> **ABOUT THIS EXERCISE**
Which lines below hold the word "woman"? Copy all of them.

> **Data entries**
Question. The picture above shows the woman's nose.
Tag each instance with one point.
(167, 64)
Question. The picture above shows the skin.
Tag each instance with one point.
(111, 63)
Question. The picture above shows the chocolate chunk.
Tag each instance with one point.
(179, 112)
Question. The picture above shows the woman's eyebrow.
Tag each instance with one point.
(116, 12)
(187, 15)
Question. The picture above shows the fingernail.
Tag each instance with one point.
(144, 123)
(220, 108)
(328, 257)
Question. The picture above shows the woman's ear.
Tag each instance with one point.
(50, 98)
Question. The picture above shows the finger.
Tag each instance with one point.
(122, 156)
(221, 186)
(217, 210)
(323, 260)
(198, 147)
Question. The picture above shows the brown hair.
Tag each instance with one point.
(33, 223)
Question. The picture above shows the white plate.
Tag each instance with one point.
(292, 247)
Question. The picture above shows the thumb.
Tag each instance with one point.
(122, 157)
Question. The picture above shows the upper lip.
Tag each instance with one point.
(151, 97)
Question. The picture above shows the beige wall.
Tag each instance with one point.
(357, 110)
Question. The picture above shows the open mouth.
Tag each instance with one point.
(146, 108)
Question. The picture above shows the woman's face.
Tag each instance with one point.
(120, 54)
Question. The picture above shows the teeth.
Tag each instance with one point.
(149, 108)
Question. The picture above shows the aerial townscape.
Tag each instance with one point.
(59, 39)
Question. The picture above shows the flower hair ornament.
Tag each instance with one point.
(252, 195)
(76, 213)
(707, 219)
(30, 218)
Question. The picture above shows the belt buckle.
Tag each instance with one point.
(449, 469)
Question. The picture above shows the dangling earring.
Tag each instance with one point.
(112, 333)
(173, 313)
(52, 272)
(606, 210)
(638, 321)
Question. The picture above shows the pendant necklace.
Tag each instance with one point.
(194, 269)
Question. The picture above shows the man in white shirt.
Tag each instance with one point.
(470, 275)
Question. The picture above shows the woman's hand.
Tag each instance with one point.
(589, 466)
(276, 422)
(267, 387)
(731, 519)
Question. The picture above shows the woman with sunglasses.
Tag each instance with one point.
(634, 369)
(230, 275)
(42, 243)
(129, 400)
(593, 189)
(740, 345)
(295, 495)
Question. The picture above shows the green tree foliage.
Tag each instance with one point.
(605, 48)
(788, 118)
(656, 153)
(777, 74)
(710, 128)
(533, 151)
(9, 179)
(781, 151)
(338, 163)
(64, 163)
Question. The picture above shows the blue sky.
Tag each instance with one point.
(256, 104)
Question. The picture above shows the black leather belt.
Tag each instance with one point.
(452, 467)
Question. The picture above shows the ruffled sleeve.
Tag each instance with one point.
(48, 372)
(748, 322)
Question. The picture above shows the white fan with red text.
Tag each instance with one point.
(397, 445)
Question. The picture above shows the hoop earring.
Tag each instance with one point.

> **OUTPUT FOR THIS EXERCISE**
Question. The picture above shows the woman's nose.
Question. The picture above shows the woman's eyebrow.
Question. The picture above shows the woman's ear.
Question. The picture above shows the woman's face.
Question. The picture above shows the woman's hand.
Question. The picture above shows the woman with sunglasses.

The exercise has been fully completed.